Task prompt: Reproduce the listing below word for word, keeping every line and character unchanged.
────────────────────
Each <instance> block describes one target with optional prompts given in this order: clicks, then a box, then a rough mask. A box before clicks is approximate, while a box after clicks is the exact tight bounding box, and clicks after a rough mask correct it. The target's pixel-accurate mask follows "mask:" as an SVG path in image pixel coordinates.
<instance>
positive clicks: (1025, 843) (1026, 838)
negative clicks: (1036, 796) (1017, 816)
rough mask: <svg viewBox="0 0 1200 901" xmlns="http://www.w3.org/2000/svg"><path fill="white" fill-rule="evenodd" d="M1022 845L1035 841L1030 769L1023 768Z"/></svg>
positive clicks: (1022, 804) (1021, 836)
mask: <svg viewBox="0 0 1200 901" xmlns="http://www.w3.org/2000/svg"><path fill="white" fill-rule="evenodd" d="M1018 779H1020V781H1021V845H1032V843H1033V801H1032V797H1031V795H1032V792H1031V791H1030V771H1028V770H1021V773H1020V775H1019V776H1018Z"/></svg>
────────────────────
Result of this exercise:
Each <instance> block describes one target with optional prompts given in this order: clicks, then a box, then a rough mask. A box before clicks is approximate, while a box after clicks is the exact tight bounding box, and clicks after a rough mask correct it. The target's pixel-accurate mask follows "mask:" as an SVG path in image pixel coordinates.
<instance>
positive clicks: (1025, 843) (1026, 838)
negative clicks: (1036, 796) (1017, 816)
rough mask: <svg viewBox="0 0 1200 901" xmlns="http://www.w3.org/2000/svg"><path fill="white" fill-rule="evenodd" d="M1022 845L1035 841L1030 769L1023 768Z"/></svg>
positive clicks: (1022, 804) (1021, 836)
mask: <svg viewBox="0 0 1200 901" xmlns="http://www.w3.org/2000/svg"><path fill="white" fill-rule="evenodd" d="M1018 779H1020V781H1021V845H1032V843H1033V801H1032V797H1031V795H1032V792H1031V791H1030V771H1028V770H1021V773H1020V775H1019V776H1018Z"/></svg>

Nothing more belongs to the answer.